• _Given passage_
The consequences were quite predictable:

         1) Federal debts rapidly mounted

2) Most state banks (many of which issued their own currency) suspended “specie payment” (ie. the exchange of paper currency for gold… which under the “gold standard” was the only thing that made paper money worth anything)

Suddenly, the U.S. public (and their politicians) began to see value in a “national bank”.

Congress chartered the “Second Bank of the United States” in 1816. This is what that Bank looked like:

1) Headquartered in Philadelphia, it eventually opened 29 branches in large cities across the nation;

2) It served to promote a uniform currency (including forcing state banks to resume “species payment”). Therefore it functioned as a clearinghouse – holding large amounts of other banks’ notes in reserve.

3) It also carried regulatory authority – it could discipline banks that over-issued notes.

Alas, the first president of the Second Bank was incompetent… and he almost led the bank into insolvency. But Langdon Cheves was rushed into leadership of the bank in order to save the bank – which he did successfully! Then Nicholas Biddle replaced Cheves in 1822. Both Cheves and Biddle managed bank operations quite effectively.

• _Extracted information_
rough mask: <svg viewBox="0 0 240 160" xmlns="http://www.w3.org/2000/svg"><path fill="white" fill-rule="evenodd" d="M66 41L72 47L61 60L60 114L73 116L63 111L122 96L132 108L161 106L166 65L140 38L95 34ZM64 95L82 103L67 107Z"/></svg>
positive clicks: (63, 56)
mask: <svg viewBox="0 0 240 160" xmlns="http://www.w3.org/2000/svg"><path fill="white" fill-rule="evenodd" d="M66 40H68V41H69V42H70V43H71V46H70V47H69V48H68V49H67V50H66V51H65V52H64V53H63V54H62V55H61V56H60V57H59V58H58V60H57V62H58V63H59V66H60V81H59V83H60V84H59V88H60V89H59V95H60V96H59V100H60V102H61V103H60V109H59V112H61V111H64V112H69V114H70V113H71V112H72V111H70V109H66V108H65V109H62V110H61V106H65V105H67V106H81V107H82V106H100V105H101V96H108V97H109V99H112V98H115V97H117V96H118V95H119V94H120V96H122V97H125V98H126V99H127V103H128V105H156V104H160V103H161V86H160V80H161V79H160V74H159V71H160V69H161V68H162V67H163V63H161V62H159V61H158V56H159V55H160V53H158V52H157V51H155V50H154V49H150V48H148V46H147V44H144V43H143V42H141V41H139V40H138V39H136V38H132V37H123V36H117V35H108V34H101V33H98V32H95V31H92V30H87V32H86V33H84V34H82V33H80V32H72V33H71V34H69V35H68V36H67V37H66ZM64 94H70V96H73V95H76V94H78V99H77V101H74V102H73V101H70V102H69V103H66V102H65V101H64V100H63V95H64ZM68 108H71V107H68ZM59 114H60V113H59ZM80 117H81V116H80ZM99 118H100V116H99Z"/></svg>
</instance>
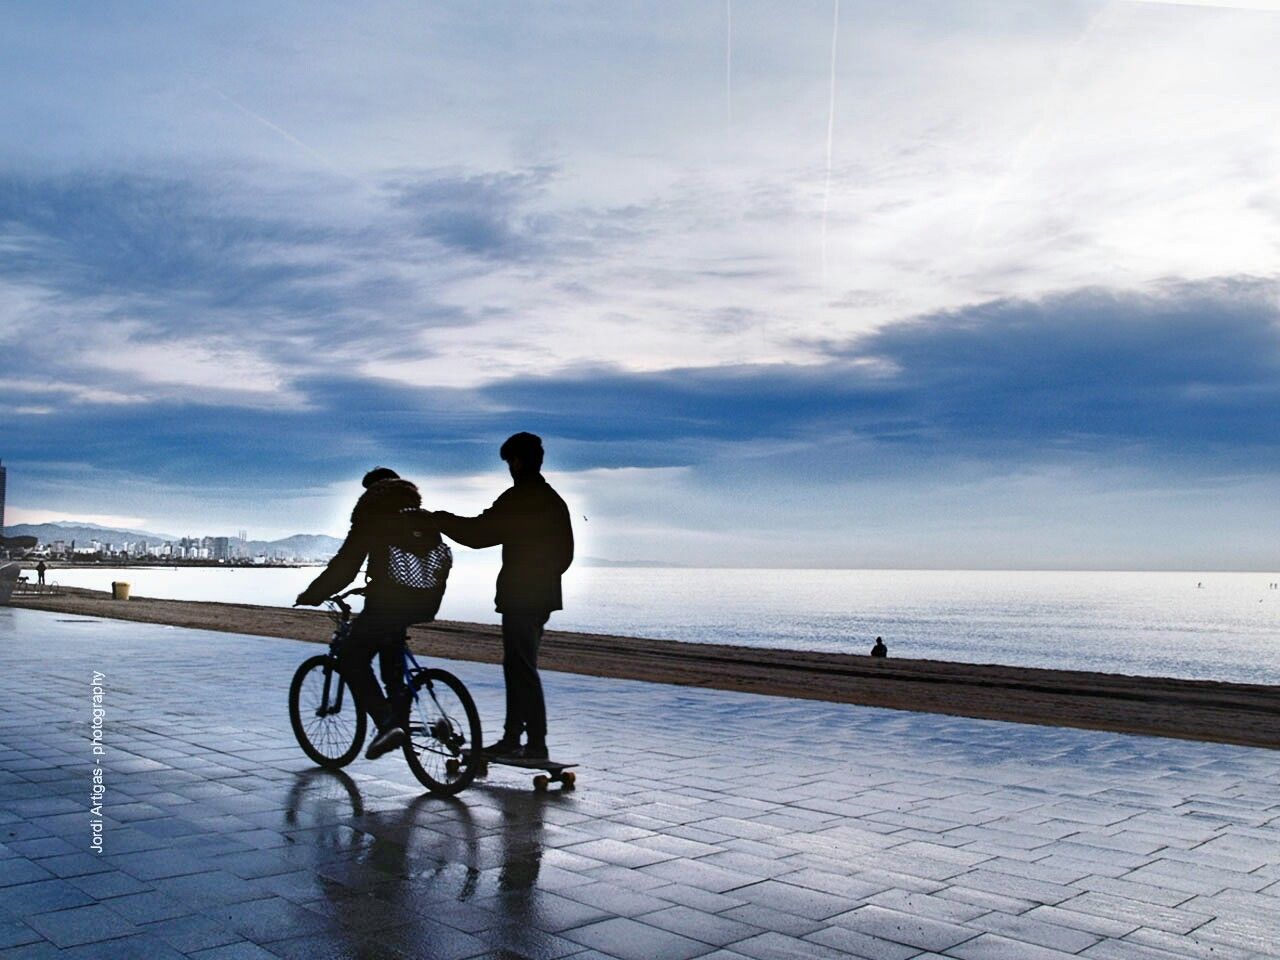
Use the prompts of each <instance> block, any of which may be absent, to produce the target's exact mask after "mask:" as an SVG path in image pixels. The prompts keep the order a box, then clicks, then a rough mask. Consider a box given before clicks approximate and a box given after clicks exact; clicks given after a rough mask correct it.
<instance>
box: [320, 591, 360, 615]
mask: <svg viewBox="0 0 1280 960" xmlns="http://www.w3.org/2000/svg"><path fill="white" fill-rule="evenodd" d="M357 594H358V595H361V596H362V595H364V594H365V588H362V586H357V588H353V589H351V590H347V591H346V593H340V594H337V595H335V596H330V598H329V603H332V604H334V605H335V607H337V608H338V609H340V611H342V616H343V617H349V616H351V604H349V603H347V598H348V596H355V595H357Z"/></svg>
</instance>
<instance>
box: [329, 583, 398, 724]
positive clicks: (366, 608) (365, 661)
mask: <svg viewBox="0 0 1280 960" xmlns="http://www.w3.org/2000/svg"><path fill="white" fill-rule="evenodd" d="M406 639H407V628H406V626H404V620H403V617H398V616H392V614H388V613H384V612H379V611H378V609H372V611H370V609H369V608H367V607H366V608H365V609H364V611H361V613H360V614H358V616H357V617H356V620H355V621H353V622H352V625H351V634H348V635H347V639H346V640H344V641H343V644H342V648H340V649H339V650H338V667H339V668H340V669H342V677H343V680H346V681H347V686H349V687H351V692H352V694H355V696H356V703H357V704H358V705H360V709H362V710H364V712H365V713H367V714H369V717H370V719H372V721H374V723H376V724H378V730H385V728H387V727H388V726H390V724H392V723H393V722H394V721H397V719H398V718H399V714H401V713H403V710H404V708H406V707H407V705H408V689H407V687H406V686H404V654H403V648H404V640H406ZM374 657H378V666H379V672H380V673H381V675H383V684H384V685H385V686H387V695H385V696H384V695H383V690H381V687H380V686H379V685H378V678H376V677H375V676H374V666H372V663H374Z"/></svg>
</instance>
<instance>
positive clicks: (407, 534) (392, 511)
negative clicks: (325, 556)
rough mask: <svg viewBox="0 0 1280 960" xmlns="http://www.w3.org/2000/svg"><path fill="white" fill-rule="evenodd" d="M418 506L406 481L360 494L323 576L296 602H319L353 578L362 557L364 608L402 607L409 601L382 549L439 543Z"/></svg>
mask: <svg viewBox="0 0 1280 960" xmlns="http://www.w3.org/2000/svg"><path fill="white" fill-rule="evenodd" d="M420 504H421V498H420V497H419V493H417V488H416V486H413V484H411V483H410V481H408V480H381V481H379V483H376V484H374V485H372V486H370V488H369V489H367V490H365V493H364V495H362V497H361V498H360V499H358V500H357V502H356V507H355V509H352V512H351V530H349V531H348V532H347V539H346V540H343V543H342V547H339V548H338V553H335V554H334V557H333V559H330V561H329V566H326V567H325V568H324V572H323V573H320V576H317V577H316V579H315V580H314V581H311V586H308V588H307V589H306V590H303V591H302V593H301V594H300V595H298V602H300V603H307V604H316V603H321V602H324V600H325V599H328V598H329V596H332V595H333V594H335V593H338V591H339V590H342V589H343V588H346V586H347V584H349V582H351V581H352V580H355V579H356V576H357V575H358V573H360V567H361V564H364V563H365V561H366V559H367V561H369V566H367V568H366V571H365V584H366V589H365V609H370V608H371V607H374V608H380V609H385V611H388V612H392V611H394V608H397V607H401V605H404V603H406V600H407V599H411V598H408V596H406V594H404V588H402V586H401V585H399V584H397V582H394V581H393V580H392V577H390V572H389V570H388V547H390V545H397V547H412V549H413V550H415V552H424V550H426V549H430V548H431V547H434V545H435V544H438V543H440V531H439V529H438V526H436V524H435V520H434V518H433V516H431V513H429V512H426V511H424V509H420V508H419V507H420Z"/></svg>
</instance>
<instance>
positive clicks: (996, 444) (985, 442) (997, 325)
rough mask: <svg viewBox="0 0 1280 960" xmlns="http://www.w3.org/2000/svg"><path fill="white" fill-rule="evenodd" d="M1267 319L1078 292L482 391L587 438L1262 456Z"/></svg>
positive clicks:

• _Work instruction 1_
Answer these questions from the passage on the Second Bank of the United States.
(a) In what year did Congress charter the Second Bank of the United States?
(b) In which city was the Second Bank headquartered?
(c) Who replaced Langdon Cheves in 1822?
• _Work instruction 2_
Recast the records as a Markdown table with the columns Row and Line, starting at the first line of the records and going on through the line containing "positive clicks: (63, 56)". Give the row number in Row and the line itself in Line, and leave out blank lines.
The text and the records are unrelated to each other.

• _Written solution 1_
(a) 1816
(b) Philadelphia
(c) Nicholas Biddle

• _Written solution 2_
| Row | Line |
|---|---|
| 1 | rough mask: <svg viewBox="0 0 240 160" xmlns="http://www.w3.org/2000/svg"><path fill="white" fill-rule="evenodd" d="M66 41L72 47L61 60L60 114L73 116L63 111L122 96L132 108L161 106L166 65L140 38L95 34ZM64 95L82 103L67 107Z"/></svg> |
| 2 | positive clicks: (63, 56) |